### What to produce
Return every record verbatim.

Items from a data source
******************************
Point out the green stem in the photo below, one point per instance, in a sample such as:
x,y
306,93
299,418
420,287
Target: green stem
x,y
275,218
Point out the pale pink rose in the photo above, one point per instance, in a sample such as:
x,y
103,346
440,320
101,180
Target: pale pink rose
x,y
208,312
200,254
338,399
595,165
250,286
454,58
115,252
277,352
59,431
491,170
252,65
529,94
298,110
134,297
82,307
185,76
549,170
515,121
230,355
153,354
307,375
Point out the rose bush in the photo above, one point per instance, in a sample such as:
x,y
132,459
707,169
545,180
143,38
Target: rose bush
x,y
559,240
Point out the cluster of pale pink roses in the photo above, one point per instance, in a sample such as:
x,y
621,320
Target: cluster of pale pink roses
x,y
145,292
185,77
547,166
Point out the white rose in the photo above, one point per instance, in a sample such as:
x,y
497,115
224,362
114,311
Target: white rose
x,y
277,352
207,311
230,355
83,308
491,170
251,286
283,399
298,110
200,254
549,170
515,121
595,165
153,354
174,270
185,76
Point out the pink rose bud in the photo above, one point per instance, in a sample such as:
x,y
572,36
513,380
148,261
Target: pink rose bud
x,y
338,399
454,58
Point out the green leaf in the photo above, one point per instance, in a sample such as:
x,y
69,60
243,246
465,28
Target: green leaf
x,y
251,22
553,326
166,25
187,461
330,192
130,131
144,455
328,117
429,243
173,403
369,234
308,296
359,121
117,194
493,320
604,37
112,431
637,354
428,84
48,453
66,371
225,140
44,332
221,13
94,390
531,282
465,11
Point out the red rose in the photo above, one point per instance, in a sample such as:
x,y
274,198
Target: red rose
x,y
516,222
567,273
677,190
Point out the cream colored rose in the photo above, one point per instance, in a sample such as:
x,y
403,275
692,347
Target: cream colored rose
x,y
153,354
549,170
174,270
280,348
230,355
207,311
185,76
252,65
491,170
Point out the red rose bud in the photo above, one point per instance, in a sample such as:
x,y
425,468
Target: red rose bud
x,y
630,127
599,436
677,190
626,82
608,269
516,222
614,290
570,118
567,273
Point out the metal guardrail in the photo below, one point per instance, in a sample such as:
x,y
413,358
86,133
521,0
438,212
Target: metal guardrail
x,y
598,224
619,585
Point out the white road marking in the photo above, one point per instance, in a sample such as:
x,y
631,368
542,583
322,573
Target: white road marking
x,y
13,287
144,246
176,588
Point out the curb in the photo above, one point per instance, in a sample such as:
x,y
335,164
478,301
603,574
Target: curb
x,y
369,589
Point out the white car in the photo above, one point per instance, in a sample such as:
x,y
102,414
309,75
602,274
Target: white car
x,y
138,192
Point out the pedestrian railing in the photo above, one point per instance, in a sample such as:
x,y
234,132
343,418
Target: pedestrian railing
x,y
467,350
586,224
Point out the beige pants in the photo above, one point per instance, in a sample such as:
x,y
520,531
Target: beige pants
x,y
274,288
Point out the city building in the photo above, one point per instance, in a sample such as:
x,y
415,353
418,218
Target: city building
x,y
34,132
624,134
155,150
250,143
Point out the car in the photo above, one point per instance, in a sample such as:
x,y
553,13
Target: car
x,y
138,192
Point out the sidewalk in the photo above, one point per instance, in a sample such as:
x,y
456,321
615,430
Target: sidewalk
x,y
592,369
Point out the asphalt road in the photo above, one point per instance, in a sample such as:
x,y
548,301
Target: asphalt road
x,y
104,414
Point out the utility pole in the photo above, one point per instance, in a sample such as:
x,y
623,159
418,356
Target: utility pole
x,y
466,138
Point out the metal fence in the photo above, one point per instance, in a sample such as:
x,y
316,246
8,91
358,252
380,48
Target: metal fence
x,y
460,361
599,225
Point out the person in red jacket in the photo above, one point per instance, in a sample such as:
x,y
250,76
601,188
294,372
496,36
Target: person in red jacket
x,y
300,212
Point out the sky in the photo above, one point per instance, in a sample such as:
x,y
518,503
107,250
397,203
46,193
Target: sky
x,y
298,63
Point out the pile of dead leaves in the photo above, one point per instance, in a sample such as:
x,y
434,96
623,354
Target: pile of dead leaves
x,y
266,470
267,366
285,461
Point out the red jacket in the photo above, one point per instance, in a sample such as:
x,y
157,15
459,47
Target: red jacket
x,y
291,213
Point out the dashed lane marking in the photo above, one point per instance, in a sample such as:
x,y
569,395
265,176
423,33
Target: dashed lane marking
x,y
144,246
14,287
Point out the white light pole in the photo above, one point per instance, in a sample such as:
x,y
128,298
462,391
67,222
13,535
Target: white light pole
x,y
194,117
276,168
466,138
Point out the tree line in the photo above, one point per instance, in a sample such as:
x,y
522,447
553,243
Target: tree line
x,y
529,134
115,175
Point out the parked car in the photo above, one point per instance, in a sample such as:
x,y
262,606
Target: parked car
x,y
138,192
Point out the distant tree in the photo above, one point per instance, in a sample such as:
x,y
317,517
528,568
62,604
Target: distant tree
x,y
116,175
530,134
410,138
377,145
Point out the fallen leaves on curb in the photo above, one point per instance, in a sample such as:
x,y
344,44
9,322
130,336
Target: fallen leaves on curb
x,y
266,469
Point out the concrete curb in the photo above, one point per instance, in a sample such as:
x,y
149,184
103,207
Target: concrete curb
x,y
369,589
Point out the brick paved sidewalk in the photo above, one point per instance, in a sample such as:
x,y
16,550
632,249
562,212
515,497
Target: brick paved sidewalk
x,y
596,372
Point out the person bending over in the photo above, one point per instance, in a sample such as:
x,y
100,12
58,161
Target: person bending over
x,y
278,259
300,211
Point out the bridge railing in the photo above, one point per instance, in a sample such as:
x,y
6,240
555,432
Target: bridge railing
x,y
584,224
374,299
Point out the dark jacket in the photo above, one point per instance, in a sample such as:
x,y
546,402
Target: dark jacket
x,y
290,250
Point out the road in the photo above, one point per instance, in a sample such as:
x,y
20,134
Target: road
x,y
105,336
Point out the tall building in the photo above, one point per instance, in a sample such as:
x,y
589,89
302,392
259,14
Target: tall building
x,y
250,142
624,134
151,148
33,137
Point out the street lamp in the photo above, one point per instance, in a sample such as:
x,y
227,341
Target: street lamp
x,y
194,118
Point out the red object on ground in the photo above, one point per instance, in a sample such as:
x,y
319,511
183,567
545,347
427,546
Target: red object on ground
******************************
### Result
Point out the green stem in the photo below, one point per instance, in a sample such as:
x,y
306,93
299,418
420,287
Target: green stem
x,y
275,218
Point out the pale pink rose in the photo above, one point per instance, in a sample such as:
x,y
103,346
440,320
101,180
Target: pale pink rose
x,y
208,312
200,254
338,399
595,165
250,286
454,58
115,252
277,352
59,431
491,170
252,65
529,94
298,110
134,297
82,307
185,76
549,170
515,121
230,355
153,354
307,375
Point out the rose bush in the photo above, one point per instance, in a sample such as:
x,y
132,459
707,169
545,180
143,38
Target: rose bush
x,y
559,240
Point out the cluster of pale pink roses in the photo above, one point per instance, in a sample such as:
x,y
621,320
Target: cluster of pale pink roses
x,y
145,292
185,77
547,166
Point out the white rose in the photo above, one point per instance, in a sample such as:
x,y
497,115
224,362
114,311
Target: white rose
x,y
277,352
207,311
230,355
83,308
491,170
251,286
283,399
298,110
200,254
549,170
515,121
595,165
153,354
174,270
185,76
Point out the pink rose bud in the photo above, one point per instance, in a sample such as:
x,y
572,36
513,380
148,261
Target: pink rose bud
x,y
338,399
454,58
Point out the green leaf in the photo above, one point per instance, in a sample such as:
x,y
69,60
243,246
465,28
Target: green leaf
x,y
251,22
553,326
166,25
187,461
330,192
130,131
144,455
328,117
429,243
173,403
369,234
308,296
359,121
117,194
493,320
604,37
112,431
637,354
428,84
48,453
66,371
225,140
44,332
221,13
94,390
531,282
465,11
Point out the red rose in the photo above, one point per instance, in a sample such as:
x,y
274,198
Target: red rose
x,y
516,222
567,273
677,190
Point out the cream colored rose in the photo above, one point per instance, in a sample such as:
x,y
403,275
692,347
Target: cream colored rose
x,y
153,354
549,170
174,270
280,348
230,355
207,311
185,76
252,65
491,170
Point out the red rose bud in the photo above, one point per instance, in a sample such as:
x,y
425,468
Target: red rose bud
x,y
630,127
599,436
677,190
626,82
608,269
516,222
614,290
570,118
567,273
Point out the metal guardrail in the photo below, one point per instance, in a sample such as:
x,y
413,358
86,133
521,0
438,212
Target: metal guardrail
x,y
598,224
619,585
Point out the white road marking in the photo above, one point per instance, in a sample such as:
x,y
631,368
542,583
322,573
Target: white road marking
x,y
13,287
144,246
176,588
Point out the curb in the photo above, one point per instance, in a sample such as:
x,y
335,164
478,301
603,574
Target: curb
x,y
369,589
Point out the white car in the photo above, one point per instance, in a sample such as:
x,y
102,414
309,75
602,274
Target: white car
x,y
138,192
Point out the pedestrian railing in the photo above, one point per instance, in a sample such as:
x,y
234,132
343,418
Target: pedestrian railing
x,y
467,350
586,224
Point out the beige pants in the photo above, one point per instance, in a sample such as:
x,y
520,531
Target: beige pants
x,y
274,288
Point out the city building in the photo above, one point per instance, in a sample such as:
x,y
415,353
418,218
Target: city building
x,y
34,132
624,134
155,150
250,143
Point out the car in the photo above, one point per instance, in a sample such as:
x,y
553,13
Target: car
x,y
138,192
Point out the sidewalk in the photo above, one point per instance, in a sample such as:
x,y
456,321
615,430
Target: sidewalk
x,y
592,369
Point out the asphalt road in the photo above, one point per instance, in a sample such as:
x,y
548,301
Target: asphalt road
x,y
104,414
Point out the utility pole in the photo above, one point per instance, in a sample such as:
x,y
623,159
418,356
Target: utility pole
x,y
466,138
Point out the metal fence in the photo above, one point per instance, in a sample such as:
x,y
316,246
8,91
358,252
380,48
Target: metal fence
x,y
460,361
599,225
Point out the person in red jacket in the photo above, one point per instance, in a sample such as:
x,y
250,76
601,188
294,372
496,36
Target: person in red jacket
x,y
300,212
Point out the sky in the photo above, one point per instance, in a sample such as:
x,y
518,503
107,250
397,203
46,193
Target: sky
x,y
298,63
Point out the pile of dead leaves in the photo above, one point per instance, in a sample such as:
x,y
434,96
623,354
Target: pile of dead leaves
x,y
266,470
267,366
285,461
Point out the red jacket in the photo above, one point per instance, in a sample such as:
x,y
157,15
459,47
Target: red jacket
x,y
291,213
Point out the dashed lane marking in the photo above, one point per instance, in a sample such as:
x,y
569,395
265,176
423,33
Target: dashed lane marking
x,y
144,246
14,287
Point out the white light pole in the photo above, one point per instance, in a sample such as:
x,y
128,298
462,391
67,222
13,535
Target: white light pole
x,y
194,117
276,168
466,138
Point out the tree line in the photo above, one point per instance, in a sample such as:
x,y
522,447
553,243
Target: tree line
x,y
529,134
115,175
Point out the parked car in the photo above, one point per instance, in a sample such as:
x,y
262,606
Target: parked car
x,y
138,192
Point out the distant tree in the photo above, one point per instance, in a sample such as:
x,y
317,517
528,568
62,604
Target: distant tree
x,y
116,175
530,134
410,138
377,145
Point out the fallen leaves on curb in the photo above, one point per instance, in a sample such as:
x,y
344,44
9,322
130,336
Target: fallen leaves on curb
x,y
266,469
Point out the concrete curb in the photo above, one point per instance, in a sample such as:
x,y
149,184
103,207
Target: concrete curb
x,y
369,589
Point out the brick paved sidewalk in the photo above, one point per instance, in a sample such as:
x,y
16,550
632,249
562,212
515,497
Target: brick paved sidewalk
x,y
596,372
Point out the person bending over in the photo above, one point per instance, in a sample such as:
x,y
100,12
58,161
Target: person bending over
x,y
278,259
300,211
Point out the bridge railing in the photo above, one point per instance, in a sample such as:
x,y
6,240
555,432
Target: bridge railing
x,y
584,224
374,299
Point out the dark jacket in the photo above, one point per instance, in a sample such as:
x,y
546,402
Target: dark jacket
x,y
290,250
Point out the road in the photo above, one point per instance, in a sample such as:
x,y
20,134
Target: road
x,y
105,336
Point out the tall building in the photo above, one point per instance, in a sample such as:
x,y
589,89
302,392
259,14
Target: tall building
x,y
250,142
624,134
151,148
33,137
Point out the street lamp in the photo above, one point per instance, in a sample such as:
x,y
227,341
Target: street lamp
x,y
194,118
Point out the red object on ground in the photo above, one point per instance, in a sample such as:
x,y
319,511
183,567
545,347
427,546
Target: red object on ground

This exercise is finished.